Your instructions
Reproduce this listing in full.

Input material
+--
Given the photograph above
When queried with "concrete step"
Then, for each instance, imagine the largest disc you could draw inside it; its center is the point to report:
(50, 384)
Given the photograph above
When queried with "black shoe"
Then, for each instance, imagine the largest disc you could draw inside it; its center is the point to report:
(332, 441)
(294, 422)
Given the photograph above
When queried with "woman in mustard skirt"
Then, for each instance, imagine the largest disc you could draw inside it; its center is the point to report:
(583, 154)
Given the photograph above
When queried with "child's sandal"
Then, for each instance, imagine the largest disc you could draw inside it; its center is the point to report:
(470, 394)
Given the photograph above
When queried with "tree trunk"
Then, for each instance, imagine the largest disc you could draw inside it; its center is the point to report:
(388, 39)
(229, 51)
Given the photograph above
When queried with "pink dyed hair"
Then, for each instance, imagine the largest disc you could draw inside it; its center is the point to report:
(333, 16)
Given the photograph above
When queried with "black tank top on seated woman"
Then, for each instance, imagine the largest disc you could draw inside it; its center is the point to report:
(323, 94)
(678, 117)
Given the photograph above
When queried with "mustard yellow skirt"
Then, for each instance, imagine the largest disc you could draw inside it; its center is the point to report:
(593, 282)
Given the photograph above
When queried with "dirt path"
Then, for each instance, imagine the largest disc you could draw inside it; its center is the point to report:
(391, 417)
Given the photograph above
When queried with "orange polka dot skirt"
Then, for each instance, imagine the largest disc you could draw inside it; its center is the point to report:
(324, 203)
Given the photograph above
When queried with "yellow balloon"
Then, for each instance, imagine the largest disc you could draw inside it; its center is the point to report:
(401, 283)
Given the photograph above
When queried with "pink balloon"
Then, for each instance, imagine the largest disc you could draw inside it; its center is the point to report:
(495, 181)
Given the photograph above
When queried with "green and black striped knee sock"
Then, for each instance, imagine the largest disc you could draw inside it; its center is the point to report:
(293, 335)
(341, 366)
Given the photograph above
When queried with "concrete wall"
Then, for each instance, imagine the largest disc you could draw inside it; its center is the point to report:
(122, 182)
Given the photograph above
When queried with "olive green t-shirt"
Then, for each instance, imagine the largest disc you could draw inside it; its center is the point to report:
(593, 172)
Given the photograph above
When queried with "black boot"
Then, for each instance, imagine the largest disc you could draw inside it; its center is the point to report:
+--
Reply
Given the photograph above
When queried with "concrete step"
Then, for each instance, imagine the largest disc you could draw inside it; its center is the point to report:
(50, 384)
Given the photograph above
When queried with "black shoe"
Then, for each instance, imagine the largest disc you could draw inside it; its center is the point to report:
(332, 441)
(294, 422)
Given the photograph above
When queried with "woman in mustard skirt"
Then, for each instance, imagine the largest disc you could draw inside it; its center is the point to report:
(583, 154)
Given the photograph above
When queried with "child's sandal"
Then, for each instance, imagine the largest disc you could draw inside it; its center is the point to report:
(470, 394)
Given the photograph above
When queried with "tree trunk"
Then, for each instance, imagine the largest disc you could draw inside it; its center is the point to report:
(388, 39)
(229, 51)
Given the photograph above
When queried with "pink dyed hair"
Then, for each instance, imagine the largest disc you could draw inside it; its center is the point to report:
(333, 16)
Given the photograph above
When queried with "black tank top on seated woman"
Then, for each instance, imagine the largest disc you could draw inside it; its center is the point to report:
(323, 94)
(678, 117)
Given the photograph above
When queried with "mustard yellow skirt"
Then, for each instance, imagine the largest disc you could draw inside it; its center is the point to report:
(593, 282)
Given the photograph above
When queried with "dirt path"
Then, for each instance, imagine the largest disc you could draw inside it; its center is the point to report:
(391, 417)
Given the photograph above
When queried with "orange polka dot skirt"
Then, for each instance, imagine the largest disc you could draw inside it; its center is the point to report:
(324, 203)
Given the photograph above
When queried with "yellow balloon"
Then, for each instance, imagine the largest disc you could draw inside it; its center is the point to report:
(401, 283)
Given the photograph above
When queried with "pink balloon"
Then, for each instance, imagine the largest disc you could draw inside it; its center is the point to report:
(495, 181)
Given the photograph above
When queried with "green and black striped knee sock"
Then, for each instance, imagine the largest disc you could draw inside it; its center is the point to report:
(293, 335)
(341, 366)
Given the photograph above
When queried with "concrete wall"
Then, for each instance, imagine the largest disc you could draw inside it; its center is the point to report:
(122, 182)
Given the photograph above
When queried with "olive green t-shirt"
Then, for each instance, imagine the largest disc you could draw inside it; its center is the point to report:
(593, 172)
Given the photograph above
When queried with "black boot"
Then, for each instance, imagine the largest disc you could draw inside it; its center is the point to report:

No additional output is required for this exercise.